• Extracto del documento:
↓↓↓

En el Afganistán talibán también están proscritas el arte y la industria de la fotografía porque dan fundamento a las prácticas idólatras, abominadas desde siempre por el Islam. Cualquier tienda que exhiba fotos en sus vitrinas se hace merecedora a la clausura.

Hoy en día, uno puede escandalizarse --o no-- ante semejantes medidas. Al margen de ello, no deja de parecer enigmática e inquietante esta inopinada rebelión de fines de milenio contra la cultura visual e iconográfica que domina el mundo. Si la ouija aún no ha sido prohibida como herramienta para hacer entrevistas y si los mediums son un género de los medios, habría que preguntarle a Marshall MacLuhan su interpretación de este suceso que pone entre interrogaciones el entusiasmo occidental ante la encarnación tardía de la aldea global y el advenimiento de las autopistas de la información.

''Lo audiovisual es el nuevo lenguaje. Está constituido por todas las otras formas de expresión y por el arte de combinarlas (...) La fuerza de su impacto, muy superior a todas las demás, llevará a cada cual, por razones varias, comerciales, pedagógicas o de seducción, a utilizar cada vez más este lenguaje (...) Aprenderemos a vender, a convencer, enseñaremos y nos presentaremos (...) por medio de este arte que implicará un desarrollo importante de todos los instrumentos de la puesta en escena...'' Estas palabras (Leo Sheer, La democracia virtual), emblemáticas del discurso predominante que resuena en los edificios inteligentes recubiertos de vidrios polarizados y arrullados por el murmullo de los faxes, se quedan sin sustancia cuando tres ayatolas con respaldo popular y fusiles cuerno de chivo toman por asalto un país, silencian su único canal de tele, hacen piras con las filmotecas, ahorcan tubos de rayos catódicos en las plazas públicas, vetan toda forma de música --con excepción de los himnos religiosos-- y prohíben a las niñas que vayan a la escuela.

↑↑↑

• Consigna 1: Reproduzca el fragmento sobre el Afganistán talibán desde las palabras "En el Afganistán" hasta las palabras "a la clausura.", ambas incluidas.
• Consigna 2: Según el fragmento sobre el Afganistán talibán, ¿qué consecuencia sufre una tienda que exhiba fotos en sus vitrinas?

(Datos de señalamiento mediante expresiones referenciales)
↓↓↓

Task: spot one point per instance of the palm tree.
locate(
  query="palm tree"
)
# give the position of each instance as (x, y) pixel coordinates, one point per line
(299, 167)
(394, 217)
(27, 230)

↑↑↑

• Respuesta del ejercicio 1:
En el Afganistán talibán también están proscritas el arte y la industria de la fotografía porque dan fundamento a las prácticas idólatras, abominadas desde siempre por el Islam. Cualquier tienda que exhiba fotos en sus vitrinas se hace merecedora a la clausura.

• Respuesta del ejercicio 2: Se hace merecedora a la clausura.